Stated exercise 1
Translate this sentence from the Mother's Day piece into Spanish: "Mother’s Day is uncomfortable – especially in church – because it defines womanhood as motherhood."

====== Excerpt

Here’s what I want for Mother’s Day: I want the church to break out of its bondage. I want us to stop our incremental “improvement” about how we speak and act in worship on Mother’s Day and claim a real holy-day instead.
Jessica Miller Kelley’s article at Ministry Matters earlier this week included some helpful and sensitive advice for making it through this Sunday’s worship without stepping on some of the biggest landmines. I appreciate her inclusion of the wide spectrum of mothering and her sincere effort to include mothers who may come to church on Sunday expecting the “traditional” celebration, while not excluding women who are dreading the day. But in her effort to include all sorts of women with all sorts of reproductive experiences, she effectively simplifies women’s experience. (And, though I’m sure it wasn’t her choice to use the photo, the accompanying picture of a mother and her baby didn’t help expand the topic.)
I finished her article thinking, It’s not all about (in)fertility. Mother’s Day is not only uncomfortable because some of us are unsettled or unhappy about our circumstances, whatever they may be. Mother’s Day is uncomfortable – especially in church – because it defines womanhood as motherhood. Yes, it can be difficult to be a woman who has not borne children or one who has miscarried or one who cannot have children. But it is not all about (in)fertility issues. It is not all about having or longing for children.

============
====== Information given

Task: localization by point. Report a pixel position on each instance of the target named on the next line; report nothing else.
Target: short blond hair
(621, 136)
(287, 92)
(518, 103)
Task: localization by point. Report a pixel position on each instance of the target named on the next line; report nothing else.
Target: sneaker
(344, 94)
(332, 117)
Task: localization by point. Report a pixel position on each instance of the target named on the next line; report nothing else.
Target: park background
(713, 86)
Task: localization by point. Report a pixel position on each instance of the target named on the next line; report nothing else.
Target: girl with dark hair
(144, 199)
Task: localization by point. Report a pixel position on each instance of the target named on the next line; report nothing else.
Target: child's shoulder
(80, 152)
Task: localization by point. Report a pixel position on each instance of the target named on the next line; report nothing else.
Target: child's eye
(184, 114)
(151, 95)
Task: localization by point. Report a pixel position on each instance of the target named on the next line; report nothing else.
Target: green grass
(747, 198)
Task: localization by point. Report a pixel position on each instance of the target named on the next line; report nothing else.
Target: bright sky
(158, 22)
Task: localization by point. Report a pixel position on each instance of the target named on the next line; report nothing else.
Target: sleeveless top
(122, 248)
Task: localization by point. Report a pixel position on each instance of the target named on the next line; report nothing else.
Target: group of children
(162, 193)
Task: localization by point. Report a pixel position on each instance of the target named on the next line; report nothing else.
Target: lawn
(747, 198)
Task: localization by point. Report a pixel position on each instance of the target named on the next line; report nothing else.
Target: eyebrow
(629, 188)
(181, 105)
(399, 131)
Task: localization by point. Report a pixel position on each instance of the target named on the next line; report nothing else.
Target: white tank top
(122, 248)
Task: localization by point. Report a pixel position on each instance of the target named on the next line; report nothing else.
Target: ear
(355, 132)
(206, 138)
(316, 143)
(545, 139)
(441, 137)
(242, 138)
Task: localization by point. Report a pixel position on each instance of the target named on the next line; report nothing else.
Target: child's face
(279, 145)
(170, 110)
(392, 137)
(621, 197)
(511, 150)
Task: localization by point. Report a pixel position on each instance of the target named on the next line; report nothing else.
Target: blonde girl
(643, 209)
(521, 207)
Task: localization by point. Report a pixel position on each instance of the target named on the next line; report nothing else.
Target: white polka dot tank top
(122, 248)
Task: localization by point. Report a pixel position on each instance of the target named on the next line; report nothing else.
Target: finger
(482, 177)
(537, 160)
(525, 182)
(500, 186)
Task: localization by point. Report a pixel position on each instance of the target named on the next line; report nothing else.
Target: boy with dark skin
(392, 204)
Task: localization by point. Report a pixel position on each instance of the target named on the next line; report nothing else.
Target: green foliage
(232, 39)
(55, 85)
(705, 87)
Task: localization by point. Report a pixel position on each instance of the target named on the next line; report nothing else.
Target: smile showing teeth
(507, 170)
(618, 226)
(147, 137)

============

Stated exercise 2
Locate every line of the records that contains the word "tank", and copy those lines; case counts.

Exercise answer 1
El Día de la Madre resulta incómodo (sobre todo en la iglesia) porque define la feminidad como maternidad.

Exercise answer 2
Target: white tank top
Target: white polka dot tank top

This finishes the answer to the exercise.